Poor error messages for untagged enums ("error occurred in:") #28

emk · 2022-06-07T17:06:39Z

openapi-interfaces generates some particularly confusing error messages. These look something like:

ERROR: error: components.interfaces: expected oneOf interface: unknown field `discriminator`, expected one of `description`, `title`, `oneOf`
error occurred in:
---
(entire interface's worth of YAML here)

Sometimes, we may get several of these errors nested inside of each other, with multiple error occurred in: lines showing larger and smaller chunks of context. This is awful, but it's surprisingly hard to fix. I'm creating this bug to so I remember why, and don't need to work it out from first principles every couple of years.

Untagged enums

An untagged enum uses #[serde(untagged)] to allow several different variants.

/// Custom interface type.
///
/// This is our main extension to OpenAPI. It allows specifying an object schema
/// in way that's less "validation-like" and more "type-like".
#[derive(Clone, Debug, Eq, PartialEq, Serialize)]
#[serde(untagged)]
#[allow(clippy::large_enum_variant)]
pub enum Interface {
    /// An interface that `$includes` another interface. We can't parse this
    /// until the inclusion has been computed.
    Includes(IncludesInterface),
    /// An type-union interface. This exists so it can use `$interface:
    /// ...#SameAsInterface` in a type union.
    OneOf(OneOfInterface),
    /// A fully-resolved interface definition.

━━━━━━

Problems ▸
- A) Name every trait listed in the derive attribute on the Interface enum in the issue above.
- B) Quote the issue word for word, starting with "Sometimes, we may" and going on through "couple of years.".

━━━━━━

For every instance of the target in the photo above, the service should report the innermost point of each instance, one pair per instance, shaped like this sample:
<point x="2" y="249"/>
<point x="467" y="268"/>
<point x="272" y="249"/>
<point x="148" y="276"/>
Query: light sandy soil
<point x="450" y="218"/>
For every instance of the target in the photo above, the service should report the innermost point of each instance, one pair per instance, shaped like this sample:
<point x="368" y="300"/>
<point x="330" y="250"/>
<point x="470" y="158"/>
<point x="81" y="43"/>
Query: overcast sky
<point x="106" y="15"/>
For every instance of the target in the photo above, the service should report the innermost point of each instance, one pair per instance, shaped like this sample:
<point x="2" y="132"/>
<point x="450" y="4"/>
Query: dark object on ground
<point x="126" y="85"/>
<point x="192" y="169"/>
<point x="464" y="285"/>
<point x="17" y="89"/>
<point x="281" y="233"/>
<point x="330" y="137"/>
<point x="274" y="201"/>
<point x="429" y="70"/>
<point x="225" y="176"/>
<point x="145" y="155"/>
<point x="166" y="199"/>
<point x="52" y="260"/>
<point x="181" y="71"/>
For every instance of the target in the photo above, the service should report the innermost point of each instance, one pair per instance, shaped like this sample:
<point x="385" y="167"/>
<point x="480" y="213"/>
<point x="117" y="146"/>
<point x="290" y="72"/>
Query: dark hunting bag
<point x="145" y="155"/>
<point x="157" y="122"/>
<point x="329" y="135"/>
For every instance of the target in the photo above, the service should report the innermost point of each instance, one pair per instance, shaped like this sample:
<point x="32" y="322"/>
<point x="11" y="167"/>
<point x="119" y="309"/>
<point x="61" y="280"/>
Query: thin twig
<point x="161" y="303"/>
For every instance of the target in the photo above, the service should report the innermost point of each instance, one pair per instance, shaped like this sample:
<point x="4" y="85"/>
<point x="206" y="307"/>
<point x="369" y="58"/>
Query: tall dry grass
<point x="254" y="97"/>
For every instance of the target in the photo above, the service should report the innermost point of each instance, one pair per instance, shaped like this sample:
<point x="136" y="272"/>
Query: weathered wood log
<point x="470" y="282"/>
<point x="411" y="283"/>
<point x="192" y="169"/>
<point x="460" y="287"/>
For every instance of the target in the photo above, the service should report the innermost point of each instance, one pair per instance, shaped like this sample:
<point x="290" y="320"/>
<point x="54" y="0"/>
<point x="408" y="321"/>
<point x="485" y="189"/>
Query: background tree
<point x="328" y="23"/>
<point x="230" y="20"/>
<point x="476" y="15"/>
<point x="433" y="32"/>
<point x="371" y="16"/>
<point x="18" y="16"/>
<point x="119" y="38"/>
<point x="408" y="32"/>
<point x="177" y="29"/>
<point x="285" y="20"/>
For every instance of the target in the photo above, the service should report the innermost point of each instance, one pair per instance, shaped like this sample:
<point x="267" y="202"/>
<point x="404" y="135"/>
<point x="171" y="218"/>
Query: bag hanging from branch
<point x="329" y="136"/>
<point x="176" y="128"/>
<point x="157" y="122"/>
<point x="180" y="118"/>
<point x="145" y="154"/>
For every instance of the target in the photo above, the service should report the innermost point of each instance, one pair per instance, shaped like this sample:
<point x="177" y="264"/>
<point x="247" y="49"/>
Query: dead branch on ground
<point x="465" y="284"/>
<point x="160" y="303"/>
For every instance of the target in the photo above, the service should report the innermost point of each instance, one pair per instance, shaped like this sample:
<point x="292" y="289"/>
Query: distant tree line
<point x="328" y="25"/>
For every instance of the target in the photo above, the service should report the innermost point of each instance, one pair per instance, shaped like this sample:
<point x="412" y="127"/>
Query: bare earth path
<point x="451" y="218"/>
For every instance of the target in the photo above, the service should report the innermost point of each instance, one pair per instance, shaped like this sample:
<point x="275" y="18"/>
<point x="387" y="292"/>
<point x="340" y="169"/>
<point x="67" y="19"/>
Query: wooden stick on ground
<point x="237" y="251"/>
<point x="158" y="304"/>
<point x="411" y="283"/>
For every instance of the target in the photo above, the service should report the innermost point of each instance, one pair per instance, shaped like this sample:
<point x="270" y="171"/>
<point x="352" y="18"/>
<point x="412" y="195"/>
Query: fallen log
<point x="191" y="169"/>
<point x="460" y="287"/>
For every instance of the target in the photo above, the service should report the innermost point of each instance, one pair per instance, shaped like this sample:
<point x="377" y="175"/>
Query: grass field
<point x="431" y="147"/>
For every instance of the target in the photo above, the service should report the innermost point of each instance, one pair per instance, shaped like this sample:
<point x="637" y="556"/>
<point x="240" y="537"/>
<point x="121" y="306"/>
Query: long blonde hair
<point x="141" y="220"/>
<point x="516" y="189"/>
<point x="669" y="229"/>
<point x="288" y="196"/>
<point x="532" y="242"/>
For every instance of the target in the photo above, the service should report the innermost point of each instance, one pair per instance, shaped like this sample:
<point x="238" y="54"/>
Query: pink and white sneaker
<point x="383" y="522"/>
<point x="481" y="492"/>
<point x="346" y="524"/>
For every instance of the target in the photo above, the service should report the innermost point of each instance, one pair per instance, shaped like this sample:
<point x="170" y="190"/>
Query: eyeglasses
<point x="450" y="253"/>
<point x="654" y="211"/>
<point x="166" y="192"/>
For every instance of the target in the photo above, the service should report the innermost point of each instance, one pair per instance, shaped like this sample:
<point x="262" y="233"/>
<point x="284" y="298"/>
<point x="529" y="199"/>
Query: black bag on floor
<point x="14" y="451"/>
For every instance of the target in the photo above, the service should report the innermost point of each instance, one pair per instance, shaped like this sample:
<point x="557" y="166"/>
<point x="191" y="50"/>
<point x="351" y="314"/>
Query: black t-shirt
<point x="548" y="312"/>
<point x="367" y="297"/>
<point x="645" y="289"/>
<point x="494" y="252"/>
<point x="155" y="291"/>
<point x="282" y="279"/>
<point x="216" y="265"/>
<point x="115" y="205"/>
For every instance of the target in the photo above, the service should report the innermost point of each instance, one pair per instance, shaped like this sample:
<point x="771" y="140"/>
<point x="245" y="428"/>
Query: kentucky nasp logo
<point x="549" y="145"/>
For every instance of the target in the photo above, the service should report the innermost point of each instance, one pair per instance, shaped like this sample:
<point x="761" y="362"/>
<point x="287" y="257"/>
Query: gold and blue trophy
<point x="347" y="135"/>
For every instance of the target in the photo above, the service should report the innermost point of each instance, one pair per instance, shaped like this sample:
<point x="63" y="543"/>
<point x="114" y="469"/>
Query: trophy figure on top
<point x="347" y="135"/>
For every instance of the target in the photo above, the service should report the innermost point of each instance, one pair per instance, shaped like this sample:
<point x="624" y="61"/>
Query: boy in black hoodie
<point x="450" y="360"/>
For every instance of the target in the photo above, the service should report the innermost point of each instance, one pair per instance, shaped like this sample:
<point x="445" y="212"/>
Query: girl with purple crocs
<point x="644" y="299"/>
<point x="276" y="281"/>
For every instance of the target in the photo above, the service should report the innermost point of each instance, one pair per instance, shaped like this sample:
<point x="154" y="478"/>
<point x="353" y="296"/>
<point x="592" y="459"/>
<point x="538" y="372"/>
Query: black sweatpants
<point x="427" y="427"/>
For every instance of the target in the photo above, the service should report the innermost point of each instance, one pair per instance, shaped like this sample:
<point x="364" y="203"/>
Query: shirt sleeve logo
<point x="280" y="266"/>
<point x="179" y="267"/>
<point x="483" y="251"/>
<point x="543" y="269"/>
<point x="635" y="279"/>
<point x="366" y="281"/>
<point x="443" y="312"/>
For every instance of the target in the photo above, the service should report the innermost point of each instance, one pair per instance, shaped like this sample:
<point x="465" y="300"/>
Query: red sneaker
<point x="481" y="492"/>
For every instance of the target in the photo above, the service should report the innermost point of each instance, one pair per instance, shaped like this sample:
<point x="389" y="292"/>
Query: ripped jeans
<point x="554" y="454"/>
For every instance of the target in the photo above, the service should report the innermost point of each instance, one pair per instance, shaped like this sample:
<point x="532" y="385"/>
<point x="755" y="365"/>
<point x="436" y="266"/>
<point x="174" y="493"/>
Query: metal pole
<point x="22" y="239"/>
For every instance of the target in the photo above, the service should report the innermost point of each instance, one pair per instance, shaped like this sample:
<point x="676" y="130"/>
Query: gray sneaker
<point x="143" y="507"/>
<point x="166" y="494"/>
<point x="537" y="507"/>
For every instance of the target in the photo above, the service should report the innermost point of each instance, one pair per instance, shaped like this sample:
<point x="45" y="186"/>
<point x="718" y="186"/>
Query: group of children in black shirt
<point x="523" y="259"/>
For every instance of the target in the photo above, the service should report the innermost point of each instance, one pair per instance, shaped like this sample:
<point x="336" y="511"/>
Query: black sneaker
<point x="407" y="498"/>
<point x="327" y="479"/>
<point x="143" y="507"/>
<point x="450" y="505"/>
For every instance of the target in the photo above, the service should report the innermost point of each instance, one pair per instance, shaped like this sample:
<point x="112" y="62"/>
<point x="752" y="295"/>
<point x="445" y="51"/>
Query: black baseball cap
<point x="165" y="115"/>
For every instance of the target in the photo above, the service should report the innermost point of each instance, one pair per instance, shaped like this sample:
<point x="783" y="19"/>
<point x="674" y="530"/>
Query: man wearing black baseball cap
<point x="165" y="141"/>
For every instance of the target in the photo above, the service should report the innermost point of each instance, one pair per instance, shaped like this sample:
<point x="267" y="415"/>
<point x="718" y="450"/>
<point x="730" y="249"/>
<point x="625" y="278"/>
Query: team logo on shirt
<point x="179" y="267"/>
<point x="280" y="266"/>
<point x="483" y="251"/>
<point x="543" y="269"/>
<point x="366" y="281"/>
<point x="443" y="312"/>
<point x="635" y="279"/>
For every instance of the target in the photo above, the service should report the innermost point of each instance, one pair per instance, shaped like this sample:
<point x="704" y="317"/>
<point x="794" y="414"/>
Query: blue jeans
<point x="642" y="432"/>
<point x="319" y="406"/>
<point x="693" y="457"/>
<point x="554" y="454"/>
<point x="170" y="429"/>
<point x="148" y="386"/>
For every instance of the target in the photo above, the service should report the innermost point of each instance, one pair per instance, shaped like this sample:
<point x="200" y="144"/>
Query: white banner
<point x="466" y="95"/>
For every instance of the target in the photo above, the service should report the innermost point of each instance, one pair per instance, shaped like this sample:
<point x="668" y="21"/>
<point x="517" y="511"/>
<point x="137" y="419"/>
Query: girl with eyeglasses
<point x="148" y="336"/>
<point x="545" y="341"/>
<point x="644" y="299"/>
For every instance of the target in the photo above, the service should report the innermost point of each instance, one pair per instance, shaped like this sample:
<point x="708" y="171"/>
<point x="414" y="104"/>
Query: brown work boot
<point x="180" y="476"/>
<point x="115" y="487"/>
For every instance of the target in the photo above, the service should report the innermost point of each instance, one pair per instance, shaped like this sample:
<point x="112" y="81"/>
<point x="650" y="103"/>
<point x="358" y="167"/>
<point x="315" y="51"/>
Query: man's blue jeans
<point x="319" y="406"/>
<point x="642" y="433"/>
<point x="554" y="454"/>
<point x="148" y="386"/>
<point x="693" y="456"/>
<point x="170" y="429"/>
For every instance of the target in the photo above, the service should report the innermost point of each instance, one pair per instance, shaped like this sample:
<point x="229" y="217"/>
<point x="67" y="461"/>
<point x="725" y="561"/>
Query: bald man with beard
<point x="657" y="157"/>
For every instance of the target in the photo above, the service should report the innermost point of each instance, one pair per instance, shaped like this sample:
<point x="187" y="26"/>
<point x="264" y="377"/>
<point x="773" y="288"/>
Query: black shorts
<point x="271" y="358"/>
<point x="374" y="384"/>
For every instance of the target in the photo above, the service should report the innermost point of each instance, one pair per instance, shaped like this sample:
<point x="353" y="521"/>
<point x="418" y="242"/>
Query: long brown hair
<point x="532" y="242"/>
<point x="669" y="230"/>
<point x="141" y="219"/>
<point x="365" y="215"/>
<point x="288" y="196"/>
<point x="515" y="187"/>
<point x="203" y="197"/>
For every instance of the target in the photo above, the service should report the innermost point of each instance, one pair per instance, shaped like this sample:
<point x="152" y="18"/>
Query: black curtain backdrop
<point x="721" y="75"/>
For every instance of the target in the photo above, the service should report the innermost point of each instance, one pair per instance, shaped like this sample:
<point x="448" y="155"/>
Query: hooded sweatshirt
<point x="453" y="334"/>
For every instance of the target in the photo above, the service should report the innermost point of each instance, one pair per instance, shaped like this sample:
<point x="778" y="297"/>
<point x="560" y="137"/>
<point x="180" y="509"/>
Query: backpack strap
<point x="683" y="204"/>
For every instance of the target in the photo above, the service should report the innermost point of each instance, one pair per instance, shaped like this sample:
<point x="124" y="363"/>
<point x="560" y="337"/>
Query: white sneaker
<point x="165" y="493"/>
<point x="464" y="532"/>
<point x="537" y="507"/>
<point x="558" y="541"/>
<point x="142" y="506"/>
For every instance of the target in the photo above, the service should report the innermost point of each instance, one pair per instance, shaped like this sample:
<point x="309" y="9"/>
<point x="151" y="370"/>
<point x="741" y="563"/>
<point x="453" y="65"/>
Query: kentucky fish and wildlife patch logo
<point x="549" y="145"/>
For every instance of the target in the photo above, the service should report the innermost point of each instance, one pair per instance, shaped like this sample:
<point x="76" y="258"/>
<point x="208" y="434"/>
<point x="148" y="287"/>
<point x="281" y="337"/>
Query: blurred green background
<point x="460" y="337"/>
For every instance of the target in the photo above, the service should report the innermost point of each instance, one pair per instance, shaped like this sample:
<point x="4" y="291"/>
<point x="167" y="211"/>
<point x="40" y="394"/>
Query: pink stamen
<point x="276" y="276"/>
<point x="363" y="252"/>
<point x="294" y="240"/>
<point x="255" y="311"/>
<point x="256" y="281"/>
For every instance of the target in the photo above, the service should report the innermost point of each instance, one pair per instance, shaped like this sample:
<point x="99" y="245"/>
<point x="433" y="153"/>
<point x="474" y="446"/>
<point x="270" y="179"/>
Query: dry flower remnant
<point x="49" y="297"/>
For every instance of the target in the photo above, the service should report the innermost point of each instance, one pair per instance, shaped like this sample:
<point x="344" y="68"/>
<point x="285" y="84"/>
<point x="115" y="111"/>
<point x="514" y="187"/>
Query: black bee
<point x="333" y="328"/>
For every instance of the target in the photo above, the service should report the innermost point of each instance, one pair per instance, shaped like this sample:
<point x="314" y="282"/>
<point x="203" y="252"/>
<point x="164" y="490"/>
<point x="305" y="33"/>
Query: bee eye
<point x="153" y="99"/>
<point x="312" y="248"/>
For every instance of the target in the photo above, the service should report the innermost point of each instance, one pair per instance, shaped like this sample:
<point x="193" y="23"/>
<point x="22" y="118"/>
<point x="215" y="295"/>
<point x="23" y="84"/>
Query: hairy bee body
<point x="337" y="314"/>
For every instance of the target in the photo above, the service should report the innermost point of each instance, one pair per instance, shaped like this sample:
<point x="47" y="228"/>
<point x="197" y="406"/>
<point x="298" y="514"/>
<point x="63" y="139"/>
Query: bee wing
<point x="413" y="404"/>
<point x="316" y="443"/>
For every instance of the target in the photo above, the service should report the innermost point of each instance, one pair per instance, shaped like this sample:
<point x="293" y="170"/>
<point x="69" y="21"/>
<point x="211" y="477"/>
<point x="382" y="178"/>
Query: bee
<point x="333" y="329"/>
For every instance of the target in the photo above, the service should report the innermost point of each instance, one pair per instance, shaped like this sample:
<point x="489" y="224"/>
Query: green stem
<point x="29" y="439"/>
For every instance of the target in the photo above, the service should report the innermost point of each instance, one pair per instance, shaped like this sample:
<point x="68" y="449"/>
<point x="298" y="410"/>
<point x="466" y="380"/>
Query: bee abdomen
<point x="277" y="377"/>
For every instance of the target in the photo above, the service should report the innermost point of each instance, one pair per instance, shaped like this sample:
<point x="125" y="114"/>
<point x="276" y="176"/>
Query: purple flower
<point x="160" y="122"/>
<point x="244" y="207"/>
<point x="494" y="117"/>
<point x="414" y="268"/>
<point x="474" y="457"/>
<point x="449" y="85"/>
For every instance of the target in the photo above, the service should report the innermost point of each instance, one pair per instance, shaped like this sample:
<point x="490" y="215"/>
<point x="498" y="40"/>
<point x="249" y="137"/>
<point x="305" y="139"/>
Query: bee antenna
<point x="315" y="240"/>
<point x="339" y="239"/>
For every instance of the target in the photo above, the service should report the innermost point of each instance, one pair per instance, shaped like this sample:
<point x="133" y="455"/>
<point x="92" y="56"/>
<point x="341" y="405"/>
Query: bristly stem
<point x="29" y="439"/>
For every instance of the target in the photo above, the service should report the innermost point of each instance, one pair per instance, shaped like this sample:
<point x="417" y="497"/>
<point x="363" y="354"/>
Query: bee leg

━━━━━━

Task-by-task solutions ▸
- A) Clone, Debug, Eq, PartialEq, Serialize

- B)
Sometimes, we may get several of these errors nested inside of each other, with multiple error occurred in: lines showing larger and smaller chunks of context. This is awful, but it's surprisingly hard to fix. I'm creating this bug to so I remember why, and don't need to work it out from first principles every couple of years.